Texto fornecido:
Para a psicanálise, o narcisismo é importante para compreensão da dinâmica psíquica dos vínculos. Freud considera que ele é um atributo de toda criatura viva, como um complemento libidinal do egoísmo do instinto de autopreservação. Está na base do funcionamento primitivo. Quando o bebê experimenta angústia, medo e estranhamento, utiliza mecanismos de defesas primitivos como a negação, o isolamento e a fuga do vínculo como forma de lidar com a angústia. Diante da frustração, o bebê retira a libido ligada a outros objetos e a retorna para si mesmo, sendo que esse movimento se configura como o narcisismo primário. O narcisismo primário segue existindo durante toda a vida, em forma de ideal do ego. Freud utilizou a expressão ideal do ego para designar o modelo de referência do eu, sendo um modelo a que o sujeito procura se conformar. O narcisismo secundário refere-se ao mesmo movimento de retorno da libido ao eu para se defender da angústia, porém ocorre após a vinculação da criança com objetos externos a ela.

Tarefas do exercício:
(1) Segundo o texto sobre narcisismo, o que Freud designou com a expressão "ideal do ego"?
(2) Por favor, reescreva em forma de lista o parágrafo do texto sobre narcisismo que começa com "Para a psicanálise, o narcisismo", mantendo os fatos principais.
Os dados vêm de outra fonte, e não do texto sobre narcisismo.

Dados de localização de pontos em imagens:
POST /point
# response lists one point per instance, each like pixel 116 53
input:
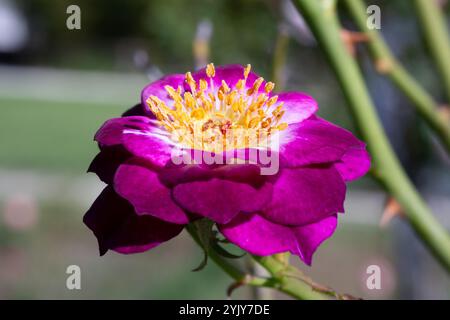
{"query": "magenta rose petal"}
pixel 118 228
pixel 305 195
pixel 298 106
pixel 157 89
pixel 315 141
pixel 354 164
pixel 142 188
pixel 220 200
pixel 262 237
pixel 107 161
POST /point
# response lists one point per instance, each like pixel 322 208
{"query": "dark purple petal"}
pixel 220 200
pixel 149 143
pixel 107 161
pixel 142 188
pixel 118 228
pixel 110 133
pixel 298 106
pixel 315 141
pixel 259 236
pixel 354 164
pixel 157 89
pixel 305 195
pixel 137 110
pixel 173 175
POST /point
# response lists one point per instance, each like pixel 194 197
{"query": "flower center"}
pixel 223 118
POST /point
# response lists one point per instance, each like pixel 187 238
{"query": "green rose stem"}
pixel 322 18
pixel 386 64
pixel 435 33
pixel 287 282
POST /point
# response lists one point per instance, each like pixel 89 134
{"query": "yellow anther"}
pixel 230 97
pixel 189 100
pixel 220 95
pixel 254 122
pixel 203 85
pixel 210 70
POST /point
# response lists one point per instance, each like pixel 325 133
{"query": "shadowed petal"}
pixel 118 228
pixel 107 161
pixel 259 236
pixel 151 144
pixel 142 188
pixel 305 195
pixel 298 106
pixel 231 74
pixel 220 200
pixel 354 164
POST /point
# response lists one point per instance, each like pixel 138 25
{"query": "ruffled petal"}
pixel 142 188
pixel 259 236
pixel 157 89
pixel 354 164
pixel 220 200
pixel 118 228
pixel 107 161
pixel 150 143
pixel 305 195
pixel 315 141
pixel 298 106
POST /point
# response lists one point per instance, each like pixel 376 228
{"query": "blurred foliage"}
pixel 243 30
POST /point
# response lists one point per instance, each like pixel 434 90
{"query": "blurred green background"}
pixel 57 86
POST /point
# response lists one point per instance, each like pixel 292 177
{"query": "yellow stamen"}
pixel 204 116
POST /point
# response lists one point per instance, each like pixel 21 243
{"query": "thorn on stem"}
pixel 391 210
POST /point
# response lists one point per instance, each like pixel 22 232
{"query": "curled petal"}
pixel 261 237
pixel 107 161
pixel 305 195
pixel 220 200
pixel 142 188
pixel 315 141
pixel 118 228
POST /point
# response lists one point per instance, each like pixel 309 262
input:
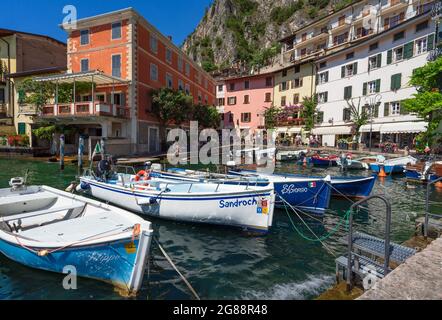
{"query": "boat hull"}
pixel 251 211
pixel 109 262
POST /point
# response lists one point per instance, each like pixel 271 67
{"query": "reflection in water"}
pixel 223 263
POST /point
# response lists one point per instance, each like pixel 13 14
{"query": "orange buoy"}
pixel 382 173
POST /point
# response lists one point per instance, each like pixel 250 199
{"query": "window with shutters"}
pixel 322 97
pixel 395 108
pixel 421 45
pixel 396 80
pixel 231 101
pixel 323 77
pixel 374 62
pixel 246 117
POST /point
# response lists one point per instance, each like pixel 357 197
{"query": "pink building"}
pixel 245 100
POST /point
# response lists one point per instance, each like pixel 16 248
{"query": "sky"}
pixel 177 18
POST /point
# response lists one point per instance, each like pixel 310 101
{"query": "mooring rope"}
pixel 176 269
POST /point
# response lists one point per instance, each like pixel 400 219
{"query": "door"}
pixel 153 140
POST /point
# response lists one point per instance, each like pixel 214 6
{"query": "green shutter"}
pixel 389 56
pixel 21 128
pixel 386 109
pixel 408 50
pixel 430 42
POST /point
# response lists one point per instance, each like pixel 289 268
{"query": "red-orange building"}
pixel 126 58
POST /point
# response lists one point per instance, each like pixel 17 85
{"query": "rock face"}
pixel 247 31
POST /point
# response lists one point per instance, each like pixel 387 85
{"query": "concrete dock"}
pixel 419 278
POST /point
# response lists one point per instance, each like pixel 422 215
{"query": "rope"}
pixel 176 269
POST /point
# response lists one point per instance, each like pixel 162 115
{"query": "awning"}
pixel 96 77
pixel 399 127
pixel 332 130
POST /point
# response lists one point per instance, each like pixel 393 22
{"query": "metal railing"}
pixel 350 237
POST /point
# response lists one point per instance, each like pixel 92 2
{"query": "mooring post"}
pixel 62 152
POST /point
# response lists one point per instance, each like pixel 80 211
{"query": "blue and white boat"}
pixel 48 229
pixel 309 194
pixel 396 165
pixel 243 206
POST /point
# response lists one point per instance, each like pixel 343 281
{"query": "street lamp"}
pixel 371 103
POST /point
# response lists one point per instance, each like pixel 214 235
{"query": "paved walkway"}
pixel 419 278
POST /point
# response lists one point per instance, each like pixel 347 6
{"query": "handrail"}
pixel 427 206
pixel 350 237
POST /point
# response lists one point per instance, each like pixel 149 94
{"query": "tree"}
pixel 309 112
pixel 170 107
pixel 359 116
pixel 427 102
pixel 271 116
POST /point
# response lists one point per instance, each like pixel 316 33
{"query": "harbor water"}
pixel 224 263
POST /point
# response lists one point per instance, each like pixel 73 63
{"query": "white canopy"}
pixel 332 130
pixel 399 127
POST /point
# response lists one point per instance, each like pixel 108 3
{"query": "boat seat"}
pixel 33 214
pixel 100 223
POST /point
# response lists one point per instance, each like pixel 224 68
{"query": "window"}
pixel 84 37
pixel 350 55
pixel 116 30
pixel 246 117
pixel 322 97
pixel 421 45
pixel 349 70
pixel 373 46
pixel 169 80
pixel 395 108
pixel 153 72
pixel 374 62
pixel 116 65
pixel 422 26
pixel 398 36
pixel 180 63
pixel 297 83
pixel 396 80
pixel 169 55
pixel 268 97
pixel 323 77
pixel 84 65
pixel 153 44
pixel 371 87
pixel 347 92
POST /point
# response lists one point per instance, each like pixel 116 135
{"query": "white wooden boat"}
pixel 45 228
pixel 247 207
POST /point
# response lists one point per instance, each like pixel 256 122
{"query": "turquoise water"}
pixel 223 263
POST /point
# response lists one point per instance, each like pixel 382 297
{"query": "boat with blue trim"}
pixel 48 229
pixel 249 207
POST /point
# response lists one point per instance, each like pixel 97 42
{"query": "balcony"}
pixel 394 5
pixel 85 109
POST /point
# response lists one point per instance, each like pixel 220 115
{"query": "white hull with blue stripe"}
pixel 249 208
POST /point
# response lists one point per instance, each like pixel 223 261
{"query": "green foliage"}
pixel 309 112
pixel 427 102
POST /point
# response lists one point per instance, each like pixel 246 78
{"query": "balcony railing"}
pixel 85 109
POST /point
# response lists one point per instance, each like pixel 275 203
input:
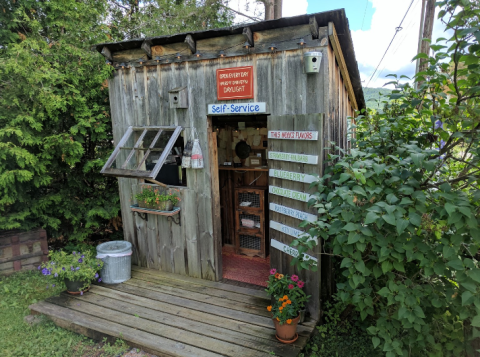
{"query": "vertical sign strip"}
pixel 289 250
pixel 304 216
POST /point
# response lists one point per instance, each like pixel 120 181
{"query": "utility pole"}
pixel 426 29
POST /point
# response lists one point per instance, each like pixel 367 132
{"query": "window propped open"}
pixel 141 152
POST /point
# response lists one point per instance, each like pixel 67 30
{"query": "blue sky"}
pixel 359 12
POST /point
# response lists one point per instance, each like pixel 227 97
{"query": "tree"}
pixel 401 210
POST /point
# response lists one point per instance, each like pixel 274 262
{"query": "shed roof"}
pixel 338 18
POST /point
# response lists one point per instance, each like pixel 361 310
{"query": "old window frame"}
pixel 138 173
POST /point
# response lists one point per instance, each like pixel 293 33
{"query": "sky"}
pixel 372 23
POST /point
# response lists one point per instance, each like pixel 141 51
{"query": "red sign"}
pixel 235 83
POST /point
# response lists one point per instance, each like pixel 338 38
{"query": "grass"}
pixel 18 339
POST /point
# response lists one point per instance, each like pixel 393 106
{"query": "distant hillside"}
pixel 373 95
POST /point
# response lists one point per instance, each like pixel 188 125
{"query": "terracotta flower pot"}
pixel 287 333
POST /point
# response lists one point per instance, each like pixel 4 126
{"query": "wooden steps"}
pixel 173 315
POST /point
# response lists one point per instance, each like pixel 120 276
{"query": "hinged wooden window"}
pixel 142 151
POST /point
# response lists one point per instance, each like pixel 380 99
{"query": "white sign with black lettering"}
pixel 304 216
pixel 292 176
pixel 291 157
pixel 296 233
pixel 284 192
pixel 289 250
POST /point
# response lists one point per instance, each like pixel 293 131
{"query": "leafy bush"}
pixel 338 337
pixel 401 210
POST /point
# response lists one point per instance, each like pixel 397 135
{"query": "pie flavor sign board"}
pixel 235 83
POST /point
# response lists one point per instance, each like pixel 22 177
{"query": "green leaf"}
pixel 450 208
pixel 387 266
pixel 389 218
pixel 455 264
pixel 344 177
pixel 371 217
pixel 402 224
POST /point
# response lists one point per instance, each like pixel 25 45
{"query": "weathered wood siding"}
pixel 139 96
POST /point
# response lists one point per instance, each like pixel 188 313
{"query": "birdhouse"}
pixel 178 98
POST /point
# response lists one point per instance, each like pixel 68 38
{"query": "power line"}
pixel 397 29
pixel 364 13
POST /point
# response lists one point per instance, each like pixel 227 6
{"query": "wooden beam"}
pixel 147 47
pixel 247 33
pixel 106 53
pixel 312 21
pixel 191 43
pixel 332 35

--

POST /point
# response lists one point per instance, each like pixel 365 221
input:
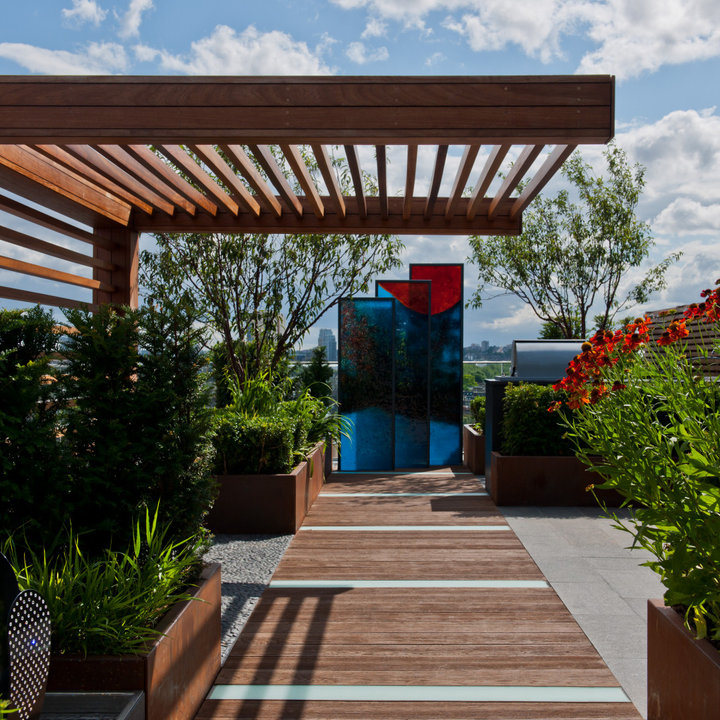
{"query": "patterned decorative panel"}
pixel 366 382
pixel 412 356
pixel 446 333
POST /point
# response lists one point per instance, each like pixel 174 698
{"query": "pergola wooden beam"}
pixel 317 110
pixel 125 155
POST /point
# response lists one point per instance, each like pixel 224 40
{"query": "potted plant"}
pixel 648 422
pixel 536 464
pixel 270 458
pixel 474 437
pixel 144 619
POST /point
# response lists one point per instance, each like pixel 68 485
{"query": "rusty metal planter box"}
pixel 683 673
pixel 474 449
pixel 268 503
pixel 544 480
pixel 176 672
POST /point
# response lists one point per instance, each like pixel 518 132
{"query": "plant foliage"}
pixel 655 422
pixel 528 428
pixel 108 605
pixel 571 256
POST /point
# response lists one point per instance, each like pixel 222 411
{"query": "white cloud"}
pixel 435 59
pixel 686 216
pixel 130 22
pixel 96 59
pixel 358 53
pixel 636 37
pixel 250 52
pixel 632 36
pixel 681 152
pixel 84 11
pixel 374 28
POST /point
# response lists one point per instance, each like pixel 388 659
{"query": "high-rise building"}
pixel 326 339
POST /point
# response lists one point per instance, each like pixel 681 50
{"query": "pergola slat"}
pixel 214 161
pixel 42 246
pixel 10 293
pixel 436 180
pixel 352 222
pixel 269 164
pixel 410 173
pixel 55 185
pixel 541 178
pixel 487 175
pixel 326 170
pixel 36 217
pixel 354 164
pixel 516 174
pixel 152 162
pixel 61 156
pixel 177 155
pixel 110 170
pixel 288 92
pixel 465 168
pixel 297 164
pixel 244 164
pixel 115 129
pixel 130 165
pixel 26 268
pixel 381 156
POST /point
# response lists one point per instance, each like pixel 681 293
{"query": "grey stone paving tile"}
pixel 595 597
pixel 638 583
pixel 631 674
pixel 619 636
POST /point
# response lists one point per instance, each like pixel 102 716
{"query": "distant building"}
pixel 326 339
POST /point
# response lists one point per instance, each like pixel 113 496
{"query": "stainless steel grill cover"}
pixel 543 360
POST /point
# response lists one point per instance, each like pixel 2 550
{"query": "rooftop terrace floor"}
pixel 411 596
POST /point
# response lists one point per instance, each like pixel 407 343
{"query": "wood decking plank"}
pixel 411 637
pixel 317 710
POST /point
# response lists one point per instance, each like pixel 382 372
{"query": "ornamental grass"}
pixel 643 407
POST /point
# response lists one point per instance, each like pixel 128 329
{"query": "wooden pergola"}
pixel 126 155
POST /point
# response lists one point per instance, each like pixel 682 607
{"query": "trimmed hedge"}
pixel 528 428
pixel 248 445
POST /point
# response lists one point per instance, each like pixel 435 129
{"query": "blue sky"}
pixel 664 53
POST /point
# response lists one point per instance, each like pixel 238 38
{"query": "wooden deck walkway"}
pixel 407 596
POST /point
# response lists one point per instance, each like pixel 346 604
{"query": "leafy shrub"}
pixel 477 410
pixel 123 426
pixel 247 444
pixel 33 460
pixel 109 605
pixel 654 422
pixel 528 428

...

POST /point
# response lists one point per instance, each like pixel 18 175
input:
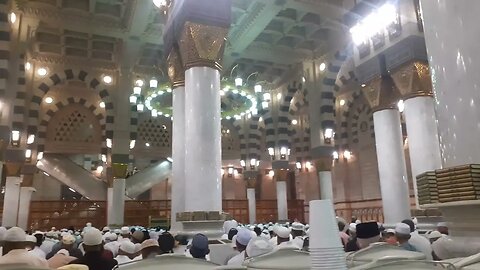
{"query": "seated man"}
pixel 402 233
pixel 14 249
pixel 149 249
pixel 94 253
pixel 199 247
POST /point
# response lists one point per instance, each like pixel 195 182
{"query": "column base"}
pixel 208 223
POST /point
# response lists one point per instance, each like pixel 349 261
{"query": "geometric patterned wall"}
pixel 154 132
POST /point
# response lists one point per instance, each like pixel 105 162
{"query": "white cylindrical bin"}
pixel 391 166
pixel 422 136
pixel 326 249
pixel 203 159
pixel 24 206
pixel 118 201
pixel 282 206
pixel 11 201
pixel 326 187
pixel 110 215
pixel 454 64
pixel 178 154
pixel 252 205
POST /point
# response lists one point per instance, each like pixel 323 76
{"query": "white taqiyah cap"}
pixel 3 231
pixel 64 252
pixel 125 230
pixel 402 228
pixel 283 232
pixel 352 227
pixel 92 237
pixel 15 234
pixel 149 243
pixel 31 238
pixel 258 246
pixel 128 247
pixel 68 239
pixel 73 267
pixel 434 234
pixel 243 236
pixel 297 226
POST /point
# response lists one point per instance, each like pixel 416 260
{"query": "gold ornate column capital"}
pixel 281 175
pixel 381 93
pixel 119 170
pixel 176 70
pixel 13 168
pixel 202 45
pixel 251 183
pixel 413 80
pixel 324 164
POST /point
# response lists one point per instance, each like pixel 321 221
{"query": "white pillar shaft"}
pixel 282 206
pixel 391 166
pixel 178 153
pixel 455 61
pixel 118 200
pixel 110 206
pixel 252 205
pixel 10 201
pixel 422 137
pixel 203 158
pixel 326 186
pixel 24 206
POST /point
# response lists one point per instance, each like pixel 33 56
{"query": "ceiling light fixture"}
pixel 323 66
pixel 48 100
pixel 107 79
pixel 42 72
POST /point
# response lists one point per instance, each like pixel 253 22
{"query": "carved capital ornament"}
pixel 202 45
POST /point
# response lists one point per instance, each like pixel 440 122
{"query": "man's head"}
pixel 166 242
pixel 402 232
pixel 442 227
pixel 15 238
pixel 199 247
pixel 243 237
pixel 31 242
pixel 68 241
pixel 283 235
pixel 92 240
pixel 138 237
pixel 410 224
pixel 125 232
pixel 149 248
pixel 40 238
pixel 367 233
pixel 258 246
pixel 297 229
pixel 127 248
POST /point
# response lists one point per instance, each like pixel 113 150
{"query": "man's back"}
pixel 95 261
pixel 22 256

Respostas das atividades:
(1) O modelo de referência do eu, um modelo a que o sujeito procura se conformar.

(2)
- Para a psicanálise, o narcisismo é importante para compreender a dinâmica psíquica dos vínculos.
- Freud o considera um atributo de toda criatura viva, um complemento libidinal do egoísmo do instinto de autopreservação, na base do funcionamento primitivo.
- Diante da angústia, do medo e do estranhamento, o bebê usa defesas primitivas: negação, isolamento e fuga do vínculo.
- Narcisismo primário: diante da frustração, o bebê retira a libido dos outros objetos e a retorna para si mesmo.
- O narcisismo primário persiste por toda a vida como ideal do ego, o modelo de referência a que o sujeito procura se conformar.
- Narcisismo secundário: o mesmo retorno da libido ao eu para se defender da angústia, mas depois de a criança se vincular a objetos externos.